* Instruções
Dê prosseguimento ao texto sobre Cícero, começando logo após a última frase apresentada.

* Texto de apoio
● ● ●

Marcus Tulius Cicero foi o maior orador da antiguidade e as suas duas séries de
 discursos "Catilinárias" e "Filípicas" ainda hoje são lidas com prazer 

Sua enorme fama intelectual o levou ao Senado, pois já havia desaparecido a antiga exigência de que somente patrícios o integrassem. Muito conservador, tornou-se um dos baluartes do partido e ocupou importantes cargos públicos, destacando-se pela lisura no trato da coisa pública e pelo rigor contra os que agiam com desleixo e desonestidade. A exemplar acusação e punição de altas autoridades corruptas que desmoralizavam o bom nome da Res Publica Romana fez de Cícero político popular e estimado, elegendo-o Cônsul, o mais elevado posto na hierarquia do poder. Era semelhante ao atual posto de Primeiro Ministro, com a diferença de que era exercido em conjunto com outro Cônsul e o mandato era de apenas um ano. De qualquer forma, as coisas sempre eram lideradas pelo cônsul de mais prestígio e Cícero fez valer o seu debelando a revolta liberal radical do senador Lucio Catilina e decretando a Lei Marcial, a qual usou para executar sem julgamento vários cidadãos envolvidos na revolta. Isto lhe causaria sérios problemas futuros, que culminariam com a decretação do seu exílio na Grécia.

● ● ●

* Dados armazenados

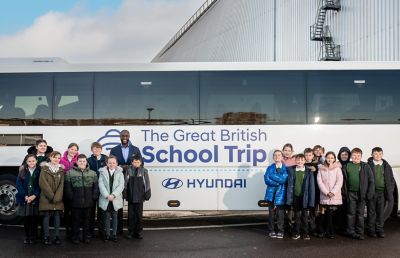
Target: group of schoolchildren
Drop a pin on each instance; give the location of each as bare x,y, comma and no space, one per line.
72,185
316,193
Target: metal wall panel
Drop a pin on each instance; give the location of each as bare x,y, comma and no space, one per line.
278,30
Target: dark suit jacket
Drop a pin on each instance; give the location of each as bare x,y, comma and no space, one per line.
117,152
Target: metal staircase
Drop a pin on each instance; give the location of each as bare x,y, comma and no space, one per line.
320,32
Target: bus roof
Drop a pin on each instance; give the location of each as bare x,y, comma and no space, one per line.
43,65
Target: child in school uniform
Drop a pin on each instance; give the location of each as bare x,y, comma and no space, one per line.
111,186
359,188
27,197
81,190
330,181
300,195
384,188
51,183
138,191
287,152
96,161
276,178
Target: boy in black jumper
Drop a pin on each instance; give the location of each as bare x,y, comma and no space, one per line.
300,195
138,191
359,187
384,187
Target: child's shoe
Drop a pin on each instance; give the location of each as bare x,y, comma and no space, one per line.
272,235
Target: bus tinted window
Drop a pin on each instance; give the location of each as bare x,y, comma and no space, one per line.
147,97
276,97
73,96
364,97
23,95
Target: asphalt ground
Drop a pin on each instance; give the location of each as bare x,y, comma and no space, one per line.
223,236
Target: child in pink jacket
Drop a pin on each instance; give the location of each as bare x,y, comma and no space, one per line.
330,181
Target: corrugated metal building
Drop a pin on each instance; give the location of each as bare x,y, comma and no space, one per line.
279,30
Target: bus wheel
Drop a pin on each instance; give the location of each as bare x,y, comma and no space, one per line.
7,199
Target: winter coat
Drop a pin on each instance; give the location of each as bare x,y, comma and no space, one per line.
388,177
344,162
52,188
308,187
117,188
367,182
95,164
23,185
289,161
40,159
138,185
81,188
276,184
330,179
66,163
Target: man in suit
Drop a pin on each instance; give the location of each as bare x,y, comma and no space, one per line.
124,153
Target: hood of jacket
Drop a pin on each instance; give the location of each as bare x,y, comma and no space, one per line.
75,167
32,150
105,169
371,161
344,149
65,156
323,167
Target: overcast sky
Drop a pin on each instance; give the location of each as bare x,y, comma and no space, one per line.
82,31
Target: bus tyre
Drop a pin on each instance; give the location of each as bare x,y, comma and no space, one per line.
388,209
8,200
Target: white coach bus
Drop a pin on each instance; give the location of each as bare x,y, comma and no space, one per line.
206,130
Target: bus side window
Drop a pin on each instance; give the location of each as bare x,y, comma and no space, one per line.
12,112
42,111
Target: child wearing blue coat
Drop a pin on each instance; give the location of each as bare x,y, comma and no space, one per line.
275,178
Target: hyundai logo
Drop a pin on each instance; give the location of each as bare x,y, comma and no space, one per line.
172,183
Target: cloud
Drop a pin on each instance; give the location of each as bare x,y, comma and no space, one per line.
135,32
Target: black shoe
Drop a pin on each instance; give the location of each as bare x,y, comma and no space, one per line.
138,236
46,241
57,241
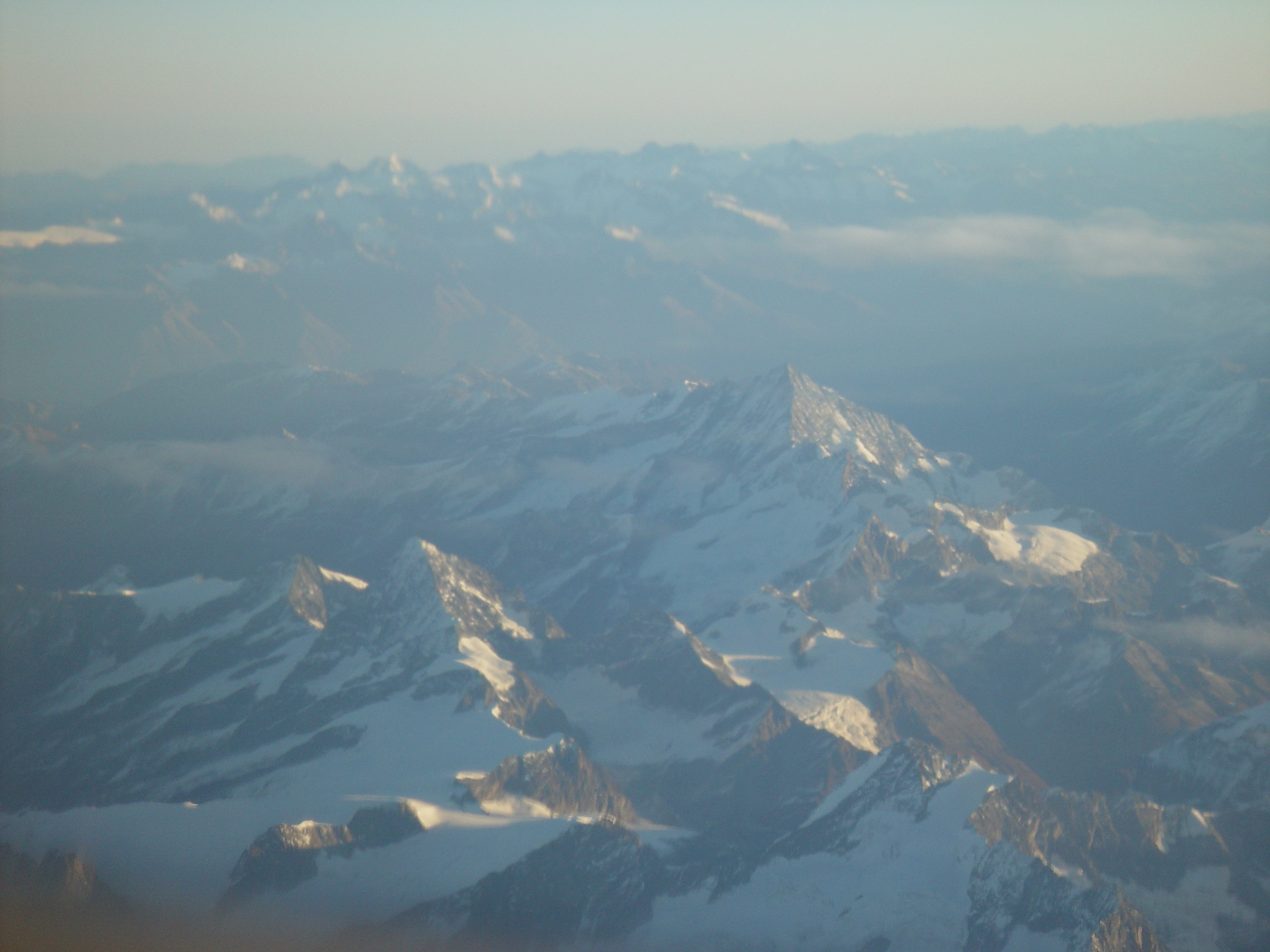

● ● ●

* Resultado da tarefa
Cícero era primoroso orador e escritor, mas era ultraconservador, ingrato, vingativo e desapiedado,
em total desacordo com o que apregoa em suas obras. Tela de Hans W. Schimidt (séc. XIX)

Embora amargurado, pois se julgava merecedor de gratidão e não de punição, utilizou-se do exílio forçado para estudar e escrever, convivendo com a nata da intelectualidade grega. Quando voltou a Roma após ser perdoado, apoiou o Triunvirato formado por César, Crasso e Pompeu, pois os tinha em alta consideração e achava que restaurariam o prestígio da República. Quando Crasso foi derrotado e morto na Ásia, estourou a guerra civil entre César e Pompeu, mas ele, obediente aos seus instintos conservadores, abandonou a sua habitual cautela e aliou-se a Pompeu, participando ao seu lado da campanha da Grécia até a desastrosa derrota na batalha de Farsália.

Após a morte de Pompeu no Egito regressou temeroso a Roma, mas beneficiou-se da generosidade de César para com os antigos adversários. A partir daí manteve-se discreto e exerceu papel moderador nos conflitos parlamentares até ressurgir atrevido e combativo após a morte de César, defendendo os seus algozes e clamando contra os partidários do líder morto. Estes não o perdoaram e após dominarem a Itália, forçando Cassius e Brutus a fugirem, saíram à caça de Cícero e o executaram em dezembro de 43 AC.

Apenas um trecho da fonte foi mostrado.